Write out the records word for word, from their start through the line containing "positive clicks: (1258, 396)".

(Data to examine begins)

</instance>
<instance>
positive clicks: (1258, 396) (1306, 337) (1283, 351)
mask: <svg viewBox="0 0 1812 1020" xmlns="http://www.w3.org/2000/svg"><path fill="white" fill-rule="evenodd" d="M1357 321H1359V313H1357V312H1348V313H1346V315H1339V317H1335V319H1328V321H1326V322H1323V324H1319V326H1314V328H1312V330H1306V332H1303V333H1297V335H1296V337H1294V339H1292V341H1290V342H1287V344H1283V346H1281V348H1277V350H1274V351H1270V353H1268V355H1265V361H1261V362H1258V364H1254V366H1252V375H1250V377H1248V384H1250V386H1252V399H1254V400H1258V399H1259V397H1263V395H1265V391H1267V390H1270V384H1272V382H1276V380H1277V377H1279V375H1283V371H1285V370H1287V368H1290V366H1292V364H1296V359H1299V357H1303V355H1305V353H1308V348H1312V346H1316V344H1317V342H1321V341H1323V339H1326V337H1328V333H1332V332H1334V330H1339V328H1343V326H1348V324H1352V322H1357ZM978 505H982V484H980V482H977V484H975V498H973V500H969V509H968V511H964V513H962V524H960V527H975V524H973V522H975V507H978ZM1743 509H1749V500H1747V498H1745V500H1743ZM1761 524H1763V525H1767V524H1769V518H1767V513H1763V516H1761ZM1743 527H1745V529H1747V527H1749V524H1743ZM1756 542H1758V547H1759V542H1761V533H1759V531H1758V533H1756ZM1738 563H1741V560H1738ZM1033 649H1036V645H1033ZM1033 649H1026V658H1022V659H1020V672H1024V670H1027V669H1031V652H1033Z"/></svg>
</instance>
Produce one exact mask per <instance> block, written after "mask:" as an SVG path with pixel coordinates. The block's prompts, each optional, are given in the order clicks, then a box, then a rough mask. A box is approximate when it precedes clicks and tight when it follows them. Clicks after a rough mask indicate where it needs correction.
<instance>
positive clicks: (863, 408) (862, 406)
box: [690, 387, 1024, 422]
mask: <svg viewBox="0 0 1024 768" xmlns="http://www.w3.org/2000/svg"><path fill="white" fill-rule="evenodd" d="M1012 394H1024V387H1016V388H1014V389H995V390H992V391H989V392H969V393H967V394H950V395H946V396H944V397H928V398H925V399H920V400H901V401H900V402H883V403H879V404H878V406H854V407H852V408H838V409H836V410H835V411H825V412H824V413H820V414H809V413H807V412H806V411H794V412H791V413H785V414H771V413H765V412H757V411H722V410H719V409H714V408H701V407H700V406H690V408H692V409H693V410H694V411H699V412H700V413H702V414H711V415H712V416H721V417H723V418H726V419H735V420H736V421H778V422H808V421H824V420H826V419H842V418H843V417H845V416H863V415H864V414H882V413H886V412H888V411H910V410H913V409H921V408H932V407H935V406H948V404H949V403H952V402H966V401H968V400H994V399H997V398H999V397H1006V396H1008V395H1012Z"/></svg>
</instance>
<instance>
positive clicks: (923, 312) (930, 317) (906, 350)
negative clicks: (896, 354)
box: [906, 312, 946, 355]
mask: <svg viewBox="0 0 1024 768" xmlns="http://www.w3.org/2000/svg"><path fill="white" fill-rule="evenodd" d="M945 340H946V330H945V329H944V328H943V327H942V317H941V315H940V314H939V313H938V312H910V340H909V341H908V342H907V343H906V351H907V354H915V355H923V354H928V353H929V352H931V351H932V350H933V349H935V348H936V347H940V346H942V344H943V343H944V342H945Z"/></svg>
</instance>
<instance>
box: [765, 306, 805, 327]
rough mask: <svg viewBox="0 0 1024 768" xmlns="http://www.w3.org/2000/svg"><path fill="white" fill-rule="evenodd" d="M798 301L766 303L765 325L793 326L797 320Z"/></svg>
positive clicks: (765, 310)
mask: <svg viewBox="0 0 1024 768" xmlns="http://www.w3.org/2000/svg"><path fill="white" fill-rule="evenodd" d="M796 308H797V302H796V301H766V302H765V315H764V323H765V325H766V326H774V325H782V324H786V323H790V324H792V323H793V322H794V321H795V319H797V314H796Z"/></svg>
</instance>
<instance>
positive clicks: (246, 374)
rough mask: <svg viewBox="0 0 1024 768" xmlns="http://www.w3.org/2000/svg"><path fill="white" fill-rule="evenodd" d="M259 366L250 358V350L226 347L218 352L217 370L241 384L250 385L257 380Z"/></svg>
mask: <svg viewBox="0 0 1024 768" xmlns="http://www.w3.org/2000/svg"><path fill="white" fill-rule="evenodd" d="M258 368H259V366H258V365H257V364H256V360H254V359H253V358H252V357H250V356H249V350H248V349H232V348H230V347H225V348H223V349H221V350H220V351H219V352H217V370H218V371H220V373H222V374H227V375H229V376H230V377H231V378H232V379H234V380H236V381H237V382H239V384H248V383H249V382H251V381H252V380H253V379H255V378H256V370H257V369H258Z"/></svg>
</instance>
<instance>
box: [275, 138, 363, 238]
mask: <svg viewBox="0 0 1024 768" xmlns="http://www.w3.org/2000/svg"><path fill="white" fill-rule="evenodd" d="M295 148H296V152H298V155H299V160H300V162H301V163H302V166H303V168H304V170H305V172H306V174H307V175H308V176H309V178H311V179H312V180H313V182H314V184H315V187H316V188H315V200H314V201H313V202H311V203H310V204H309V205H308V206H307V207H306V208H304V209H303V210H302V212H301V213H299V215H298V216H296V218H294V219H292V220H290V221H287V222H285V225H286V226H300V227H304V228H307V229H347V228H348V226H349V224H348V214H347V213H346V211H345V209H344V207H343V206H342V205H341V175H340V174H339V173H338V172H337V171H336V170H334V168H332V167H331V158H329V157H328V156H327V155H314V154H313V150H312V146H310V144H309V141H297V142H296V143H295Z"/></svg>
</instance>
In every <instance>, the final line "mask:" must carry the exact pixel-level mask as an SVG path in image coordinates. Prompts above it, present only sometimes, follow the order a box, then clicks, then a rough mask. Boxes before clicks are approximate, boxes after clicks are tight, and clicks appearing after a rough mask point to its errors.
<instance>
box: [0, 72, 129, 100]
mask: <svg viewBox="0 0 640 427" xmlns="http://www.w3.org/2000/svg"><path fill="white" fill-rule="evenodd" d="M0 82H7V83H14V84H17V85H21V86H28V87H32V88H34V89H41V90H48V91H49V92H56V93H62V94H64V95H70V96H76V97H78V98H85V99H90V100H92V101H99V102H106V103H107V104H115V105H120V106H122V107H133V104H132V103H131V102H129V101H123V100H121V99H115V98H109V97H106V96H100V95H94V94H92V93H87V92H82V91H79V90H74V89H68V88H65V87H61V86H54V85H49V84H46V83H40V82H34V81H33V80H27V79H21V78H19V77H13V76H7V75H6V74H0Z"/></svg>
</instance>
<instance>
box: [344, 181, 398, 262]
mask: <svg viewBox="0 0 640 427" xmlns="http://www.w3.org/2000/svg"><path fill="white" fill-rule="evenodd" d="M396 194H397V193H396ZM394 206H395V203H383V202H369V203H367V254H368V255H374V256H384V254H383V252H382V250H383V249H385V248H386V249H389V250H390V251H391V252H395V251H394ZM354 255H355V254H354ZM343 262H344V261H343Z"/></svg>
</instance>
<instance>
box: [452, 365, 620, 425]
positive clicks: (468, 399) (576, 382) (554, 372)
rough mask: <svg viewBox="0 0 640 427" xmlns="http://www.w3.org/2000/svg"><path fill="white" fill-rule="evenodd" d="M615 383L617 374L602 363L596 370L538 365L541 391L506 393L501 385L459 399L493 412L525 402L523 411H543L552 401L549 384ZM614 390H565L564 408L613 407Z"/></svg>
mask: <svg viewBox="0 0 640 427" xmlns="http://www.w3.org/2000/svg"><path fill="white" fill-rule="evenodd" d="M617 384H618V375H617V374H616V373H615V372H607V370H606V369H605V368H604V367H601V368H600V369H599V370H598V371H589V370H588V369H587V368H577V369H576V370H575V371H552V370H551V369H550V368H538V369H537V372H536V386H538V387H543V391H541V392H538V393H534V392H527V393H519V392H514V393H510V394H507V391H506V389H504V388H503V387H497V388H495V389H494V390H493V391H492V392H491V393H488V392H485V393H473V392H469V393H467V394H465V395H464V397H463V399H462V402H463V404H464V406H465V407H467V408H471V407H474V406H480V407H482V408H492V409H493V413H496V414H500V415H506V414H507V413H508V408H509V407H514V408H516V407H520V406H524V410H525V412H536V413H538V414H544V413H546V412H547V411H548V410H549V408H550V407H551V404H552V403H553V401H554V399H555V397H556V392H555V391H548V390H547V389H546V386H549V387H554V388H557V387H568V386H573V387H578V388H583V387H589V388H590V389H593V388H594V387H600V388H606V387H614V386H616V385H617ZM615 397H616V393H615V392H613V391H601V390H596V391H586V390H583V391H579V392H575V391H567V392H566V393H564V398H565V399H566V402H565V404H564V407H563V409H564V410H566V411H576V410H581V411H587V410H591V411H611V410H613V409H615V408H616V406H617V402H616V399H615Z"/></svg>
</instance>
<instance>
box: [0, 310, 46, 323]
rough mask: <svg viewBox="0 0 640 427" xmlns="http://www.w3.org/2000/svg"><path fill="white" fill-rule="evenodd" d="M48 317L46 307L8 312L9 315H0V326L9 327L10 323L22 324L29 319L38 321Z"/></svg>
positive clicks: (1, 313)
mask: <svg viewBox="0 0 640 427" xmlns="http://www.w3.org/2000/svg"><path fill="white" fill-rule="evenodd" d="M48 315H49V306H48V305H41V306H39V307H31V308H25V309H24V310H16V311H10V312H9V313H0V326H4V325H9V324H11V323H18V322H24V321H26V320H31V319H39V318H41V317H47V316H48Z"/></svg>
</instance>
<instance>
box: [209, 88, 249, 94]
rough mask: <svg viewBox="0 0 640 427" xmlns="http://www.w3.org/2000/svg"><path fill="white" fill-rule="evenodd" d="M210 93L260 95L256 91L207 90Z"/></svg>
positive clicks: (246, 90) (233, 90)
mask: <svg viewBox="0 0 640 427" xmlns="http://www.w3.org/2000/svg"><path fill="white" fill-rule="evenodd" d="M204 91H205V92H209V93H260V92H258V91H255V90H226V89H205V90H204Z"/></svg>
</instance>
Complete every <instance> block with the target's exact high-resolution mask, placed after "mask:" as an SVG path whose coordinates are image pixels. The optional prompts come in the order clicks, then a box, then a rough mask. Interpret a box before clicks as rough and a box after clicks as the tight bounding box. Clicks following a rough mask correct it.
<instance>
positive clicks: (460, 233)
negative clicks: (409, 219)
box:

(Data to examine ends)

### Worked solution:
</instance>
<instance>
positive clicks: (1258, 396) (1306, 337) (1283, 351)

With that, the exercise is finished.